**What to do:**
• 1. In the scanner article, who is the senior study author?
• 2. Please translate this sentence from the scanner article into Spanish: "The findings, says Lima, will apply to people who have chest pain but are not having a heart attack."
• 3. For each statement, answer yes or no according to the scanner article, and quote the words of the article that decide it.
(a) The scanner described has 320 detectors.
(b) The CORE 320 study was carried out at a single center.
(c) The findings apply to people who are having a heart attack.

**Quoted passage:**
Latest scan can tell need for bypass
August 29th, 2012 - 3:00 pm ICT by IANSWashington, Aug 29 (IANS) An ultra-fast, 320-detector computed tomography (CT) scanner can tell which people with chest pain need or do not need cardiac angioplasty or bypass surgery to restore blood flow to the heart.
“The CORE 320 study is the first prospective, multi-centre study to examine the diagnostic accuracy of CT for assessing blockages in blood vessels and determining which of those them may be preventing the heart from getting adequate blood flow,” says Joao A.C. Lima, senior study author and professor of medicine and radiology at Johns Hopkins University School of Medicine.
“We found an excellent correlation in results when we compared the 320-detector CT testing with the traditional means of assessment using a stress test with imaging and cardiac catheterisation,” says Lima, according to a Johns Hopkins study.
The findings, says Lima, will apply to people who have chest pain but are not having a heart attack.

**Information provided:**
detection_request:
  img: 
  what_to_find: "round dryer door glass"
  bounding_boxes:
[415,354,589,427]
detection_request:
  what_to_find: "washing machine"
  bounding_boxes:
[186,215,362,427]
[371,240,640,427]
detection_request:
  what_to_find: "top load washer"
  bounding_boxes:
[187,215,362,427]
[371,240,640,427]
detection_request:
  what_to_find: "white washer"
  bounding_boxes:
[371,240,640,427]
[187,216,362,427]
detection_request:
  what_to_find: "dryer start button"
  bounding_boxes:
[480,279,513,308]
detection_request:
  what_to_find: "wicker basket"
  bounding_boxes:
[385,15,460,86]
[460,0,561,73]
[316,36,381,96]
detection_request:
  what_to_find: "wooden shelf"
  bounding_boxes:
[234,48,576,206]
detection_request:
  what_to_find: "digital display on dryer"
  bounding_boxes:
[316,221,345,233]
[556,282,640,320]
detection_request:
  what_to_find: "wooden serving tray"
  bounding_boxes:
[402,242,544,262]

==

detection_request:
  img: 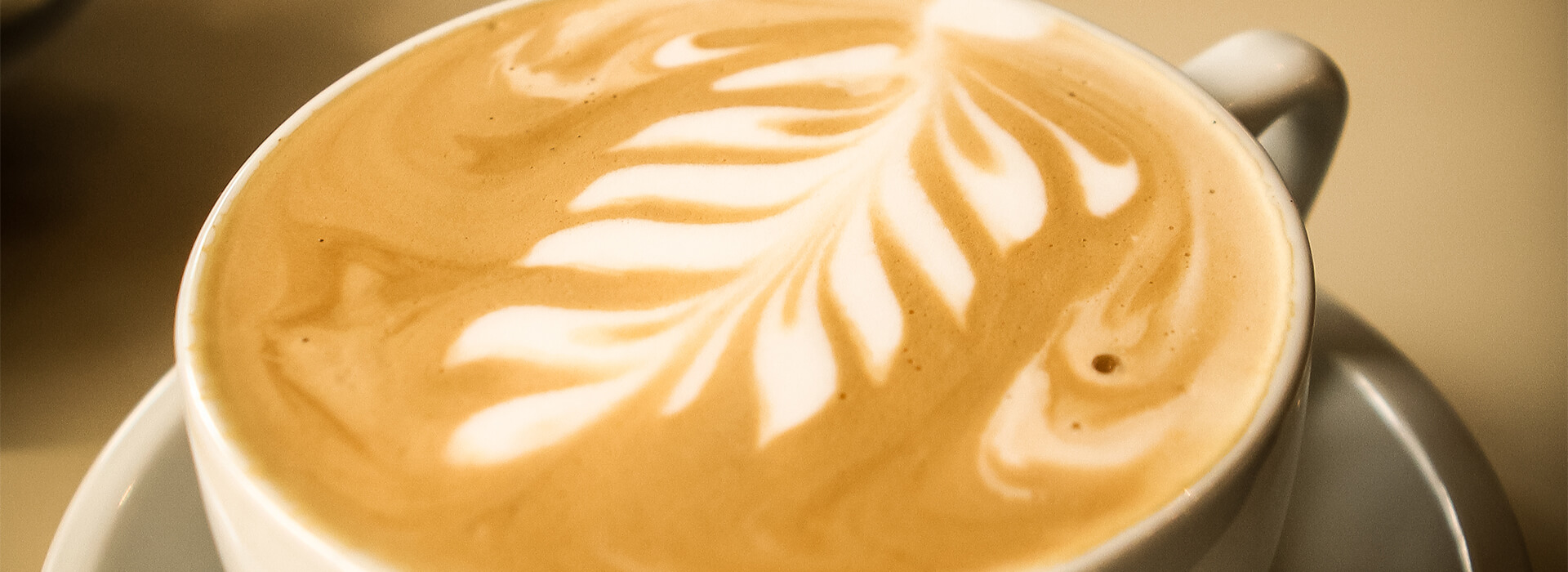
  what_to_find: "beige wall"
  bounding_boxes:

* * *

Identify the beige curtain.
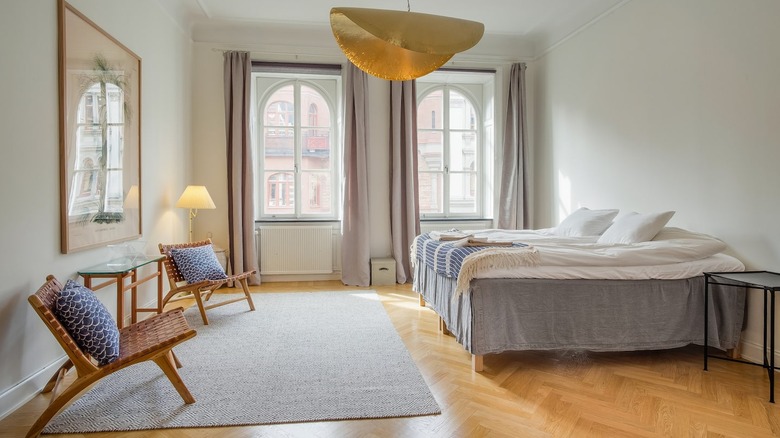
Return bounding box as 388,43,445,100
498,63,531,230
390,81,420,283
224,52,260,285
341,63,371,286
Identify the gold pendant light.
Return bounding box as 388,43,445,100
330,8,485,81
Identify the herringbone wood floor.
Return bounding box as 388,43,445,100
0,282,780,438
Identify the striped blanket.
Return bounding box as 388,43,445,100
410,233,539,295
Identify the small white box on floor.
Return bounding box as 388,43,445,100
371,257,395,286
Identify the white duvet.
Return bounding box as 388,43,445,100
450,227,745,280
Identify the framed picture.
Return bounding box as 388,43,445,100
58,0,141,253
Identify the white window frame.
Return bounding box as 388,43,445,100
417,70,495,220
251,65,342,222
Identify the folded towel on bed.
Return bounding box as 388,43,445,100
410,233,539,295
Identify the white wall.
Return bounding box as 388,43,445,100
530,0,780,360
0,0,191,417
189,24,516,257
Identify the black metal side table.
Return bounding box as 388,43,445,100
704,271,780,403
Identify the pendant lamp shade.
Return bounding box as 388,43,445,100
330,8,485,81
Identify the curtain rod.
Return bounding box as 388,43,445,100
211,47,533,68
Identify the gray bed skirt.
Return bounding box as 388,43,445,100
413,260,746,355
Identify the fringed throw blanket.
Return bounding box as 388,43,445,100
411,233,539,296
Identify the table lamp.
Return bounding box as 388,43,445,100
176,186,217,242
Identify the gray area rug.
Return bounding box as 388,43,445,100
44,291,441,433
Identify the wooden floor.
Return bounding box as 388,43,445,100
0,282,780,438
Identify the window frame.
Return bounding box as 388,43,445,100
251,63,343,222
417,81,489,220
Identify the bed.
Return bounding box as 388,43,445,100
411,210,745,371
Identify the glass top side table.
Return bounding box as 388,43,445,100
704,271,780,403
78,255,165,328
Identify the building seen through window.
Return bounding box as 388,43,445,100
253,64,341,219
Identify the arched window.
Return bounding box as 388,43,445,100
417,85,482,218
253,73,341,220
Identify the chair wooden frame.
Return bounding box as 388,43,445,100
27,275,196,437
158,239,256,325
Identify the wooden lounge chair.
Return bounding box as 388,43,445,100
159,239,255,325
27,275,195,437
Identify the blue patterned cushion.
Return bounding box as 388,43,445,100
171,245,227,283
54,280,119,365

**Solutions to each task:**
• 1. Joao A.C. Lima, professor of medicine and radiology at Johns Hopkins University School of Medicine.

• 2. Los hallazgos, dice Lima, se aplicarán a las personas que tienen dolor de pecho pero no están sufriendo un infarto.

• 3.
(a) Yes: "An ultra-fast, 320-detector computed tomography (CT) scanner"
(b) No: "the first prospective, multi-centre study"
(c) No: "people who have chest pain but are not having a heart attack"